* REQUIRED WORK
Among the entries that follow, the required portion opens with the line containing "292, row 74." and closes with the line containing "277, row 97.". Give that portion again exactly, and nothing else.

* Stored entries

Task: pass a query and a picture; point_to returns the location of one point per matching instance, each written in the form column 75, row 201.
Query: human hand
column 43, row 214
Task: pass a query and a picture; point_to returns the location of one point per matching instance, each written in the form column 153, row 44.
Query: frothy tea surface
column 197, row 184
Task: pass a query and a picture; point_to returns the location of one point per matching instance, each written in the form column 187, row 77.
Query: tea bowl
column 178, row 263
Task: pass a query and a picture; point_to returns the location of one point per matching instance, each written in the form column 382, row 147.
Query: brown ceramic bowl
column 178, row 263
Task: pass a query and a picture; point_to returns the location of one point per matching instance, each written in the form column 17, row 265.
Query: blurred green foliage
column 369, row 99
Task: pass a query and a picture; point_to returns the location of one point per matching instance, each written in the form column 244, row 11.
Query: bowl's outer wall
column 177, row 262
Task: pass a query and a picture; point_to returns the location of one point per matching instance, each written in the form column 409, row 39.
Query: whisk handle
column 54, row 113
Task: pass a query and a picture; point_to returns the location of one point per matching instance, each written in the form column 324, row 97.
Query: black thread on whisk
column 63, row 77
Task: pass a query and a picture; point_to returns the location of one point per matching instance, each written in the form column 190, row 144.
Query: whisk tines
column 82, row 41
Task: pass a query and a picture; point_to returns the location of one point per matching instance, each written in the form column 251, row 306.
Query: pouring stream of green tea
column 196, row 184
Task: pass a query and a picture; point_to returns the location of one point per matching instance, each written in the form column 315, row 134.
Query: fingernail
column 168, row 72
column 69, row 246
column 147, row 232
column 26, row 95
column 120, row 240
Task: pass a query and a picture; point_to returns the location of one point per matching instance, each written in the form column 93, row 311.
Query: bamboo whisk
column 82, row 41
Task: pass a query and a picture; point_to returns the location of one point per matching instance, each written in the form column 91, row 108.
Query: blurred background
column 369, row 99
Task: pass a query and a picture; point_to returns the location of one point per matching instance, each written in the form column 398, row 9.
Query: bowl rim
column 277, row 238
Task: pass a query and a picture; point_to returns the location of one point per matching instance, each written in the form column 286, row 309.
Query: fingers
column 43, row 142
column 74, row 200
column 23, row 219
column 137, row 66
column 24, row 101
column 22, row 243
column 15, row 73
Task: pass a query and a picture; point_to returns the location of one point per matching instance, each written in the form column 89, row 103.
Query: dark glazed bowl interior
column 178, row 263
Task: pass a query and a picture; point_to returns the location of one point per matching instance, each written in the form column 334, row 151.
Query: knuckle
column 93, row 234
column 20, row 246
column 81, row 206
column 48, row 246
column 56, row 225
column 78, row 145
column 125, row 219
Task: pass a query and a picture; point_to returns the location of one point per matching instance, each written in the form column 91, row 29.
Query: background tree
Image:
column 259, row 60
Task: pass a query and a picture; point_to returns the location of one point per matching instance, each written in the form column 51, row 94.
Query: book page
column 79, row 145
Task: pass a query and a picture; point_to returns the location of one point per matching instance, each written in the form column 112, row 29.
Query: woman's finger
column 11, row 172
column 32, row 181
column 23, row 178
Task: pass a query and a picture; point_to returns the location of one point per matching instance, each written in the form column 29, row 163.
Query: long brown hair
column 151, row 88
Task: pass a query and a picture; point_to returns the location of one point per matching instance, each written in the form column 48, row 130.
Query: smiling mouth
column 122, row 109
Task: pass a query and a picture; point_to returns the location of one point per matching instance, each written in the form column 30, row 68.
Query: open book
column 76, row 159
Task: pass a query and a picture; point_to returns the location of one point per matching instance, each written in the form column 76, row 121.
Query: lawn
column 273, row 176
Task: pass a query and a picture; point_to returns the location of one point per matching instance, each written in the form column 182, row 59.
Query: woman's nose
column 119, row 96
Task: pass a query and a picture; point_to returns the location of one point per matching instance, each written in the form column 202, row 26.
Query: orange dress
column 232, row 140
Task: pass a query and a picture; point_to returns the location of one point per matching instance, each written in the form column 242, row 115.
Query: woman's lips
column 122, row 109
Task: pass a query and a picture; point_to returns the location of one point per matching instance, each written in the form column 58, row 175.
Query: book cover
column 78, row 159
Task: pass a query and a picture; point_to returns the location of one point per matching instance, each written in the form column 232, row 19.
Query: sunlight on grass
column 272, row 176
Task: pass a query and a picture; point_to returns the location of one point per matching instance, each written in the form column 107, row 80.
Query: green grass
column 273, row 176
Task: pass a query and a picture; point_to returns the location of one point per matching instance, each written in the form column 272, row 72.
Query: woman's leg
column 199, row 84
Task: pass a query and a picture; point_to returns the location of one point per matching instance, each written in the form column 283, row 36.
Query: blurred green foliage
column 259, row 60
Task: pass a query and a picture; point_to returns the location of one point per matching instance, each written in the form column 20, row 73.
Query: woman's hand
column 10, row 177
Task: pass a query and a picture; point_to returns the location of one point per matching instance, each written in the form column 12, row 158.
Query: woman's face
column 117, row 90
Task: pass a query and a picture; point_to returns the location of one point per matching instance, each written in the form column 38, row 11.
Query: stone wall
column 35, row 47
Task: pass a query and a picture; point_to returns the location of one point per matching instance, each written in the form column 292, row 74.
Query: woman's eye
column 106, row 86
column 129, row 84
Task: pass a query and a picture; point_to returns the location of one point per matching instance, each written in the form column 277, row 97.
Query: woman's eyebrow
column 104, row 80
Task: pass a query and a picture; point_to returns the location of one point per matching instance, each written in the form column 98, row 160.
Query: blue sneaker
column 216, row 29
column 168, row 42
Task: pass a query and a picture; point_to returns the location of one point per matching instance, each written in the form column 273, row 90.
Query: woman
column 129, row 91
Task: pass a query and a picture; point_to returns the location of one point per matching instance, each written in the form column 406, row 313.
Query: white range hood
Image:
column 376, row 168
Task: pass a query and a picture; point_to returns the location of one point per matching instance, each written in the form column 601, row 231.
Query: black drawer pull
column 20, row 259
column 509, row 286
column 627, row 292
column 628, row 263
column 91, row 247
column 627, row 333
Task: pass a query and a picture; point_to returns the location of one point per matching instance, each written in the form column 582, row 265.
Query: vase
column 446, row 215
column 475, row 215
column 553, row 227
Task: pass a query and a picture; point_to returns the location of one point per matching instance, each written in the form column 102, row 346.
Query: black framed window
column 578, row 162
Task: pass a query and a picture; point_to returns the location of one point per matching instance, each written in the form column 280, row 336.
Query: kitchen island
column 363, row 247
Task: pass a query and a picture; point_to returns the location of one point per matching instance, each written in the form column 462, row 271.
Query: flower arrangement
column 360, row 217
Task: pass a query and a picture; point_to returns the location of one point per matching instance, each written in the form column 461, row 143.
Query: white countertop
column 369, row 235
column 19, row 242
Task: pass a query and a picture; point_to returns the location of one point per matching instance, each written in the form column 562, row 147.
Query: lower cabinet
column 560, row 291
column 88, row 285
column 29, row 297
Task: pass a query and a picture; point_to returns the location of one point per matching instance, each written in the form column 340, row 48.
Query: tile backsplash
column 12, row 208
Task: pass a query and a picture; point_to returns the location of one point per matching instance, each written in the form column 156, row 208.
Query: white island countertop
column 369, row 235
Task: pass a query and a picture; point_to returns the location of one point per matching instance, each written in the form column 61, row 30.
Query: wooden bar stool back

* SOLUTION TO THIS TASK
Task: pass a query and a picture; point_to returns the location of one point per matching instance, each written in the form column 292, row 74.
Query: woman's eye
column 106, row 86
column 129, row 84
Task: pass a query and a picture; point_to returns the location of one point per matching instance, each written in the form column 277, row 97.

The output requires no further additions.